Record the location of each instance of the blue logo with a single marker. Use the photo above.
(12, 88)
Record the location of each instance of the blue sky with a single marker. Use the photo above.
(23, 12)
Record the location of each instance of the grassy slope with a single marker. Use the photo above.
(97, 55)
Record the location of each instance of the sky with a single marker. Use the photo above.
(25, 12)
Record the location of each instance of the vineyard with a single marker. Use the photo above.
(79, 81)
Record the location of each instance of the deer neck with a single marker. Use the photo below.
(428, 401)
---
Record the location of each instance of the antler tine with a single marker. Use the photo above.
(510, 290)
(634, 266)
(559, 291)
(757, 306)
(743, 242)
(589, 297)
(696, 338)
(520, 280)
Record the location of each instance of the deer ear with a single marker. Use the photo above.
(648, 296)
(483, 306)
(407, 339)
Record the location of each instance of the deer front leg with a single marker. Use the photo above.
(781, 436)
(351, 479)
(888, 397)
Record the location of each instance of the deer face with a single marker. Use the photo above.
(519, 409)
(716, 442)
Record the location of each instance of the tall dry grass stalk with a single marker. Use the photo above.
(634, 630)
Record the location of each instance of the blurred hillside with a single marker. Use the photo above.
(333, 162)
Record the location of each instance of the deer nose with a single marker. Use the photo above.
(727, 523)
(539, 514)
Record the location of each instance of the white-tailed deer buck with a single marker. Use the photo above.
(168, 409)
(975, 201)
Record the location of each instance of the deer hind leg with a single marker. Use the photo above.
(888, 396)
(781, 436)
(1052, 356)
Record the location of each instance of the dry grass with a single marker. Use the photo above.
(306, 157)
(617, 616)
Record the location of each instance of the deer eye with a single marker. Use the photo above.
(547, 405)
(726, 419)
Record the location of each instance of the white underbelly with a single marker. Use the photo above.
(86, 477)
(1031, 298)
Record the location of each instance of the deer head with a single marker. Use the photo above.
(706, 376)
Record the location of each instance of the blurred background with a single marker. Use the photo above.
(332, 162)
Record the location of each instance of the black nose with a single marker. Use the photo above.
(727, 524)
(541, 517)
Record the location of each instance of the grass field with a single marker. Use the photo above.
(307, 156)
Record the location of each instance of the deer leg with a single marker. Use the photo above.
* * *
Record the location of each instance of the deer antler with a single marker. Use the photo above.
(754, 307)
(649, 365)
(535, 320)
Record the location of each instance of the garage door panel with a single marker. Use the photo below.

What you will do:
Using the data above, print exactly the lines from the line that contains "Record the location of each instance of the white underbelly" through the line that contains "Record the location of each instance of the deer leg", with both included.

Exercise output:
Record the location of each instance of the white underbelly with a single marker. Use the photo above.
(86, 477)
(1031, 298)
Record the location of each instance of the deer head with a single marker. Use the photo above.
(706, 376)
Record the location of each instance of the blurred background with a single marker. Use the photo above.
(332, 162)
Record the location of each instance of the black nose with a single marker. Use the photo above.
(727, 524)
(541, 517)
Record the location of each instance of the grass field with a single marker. Use the photo above.
(307, 156)
Record the location of each instance of the deer leg with a single marker. Use the photo above.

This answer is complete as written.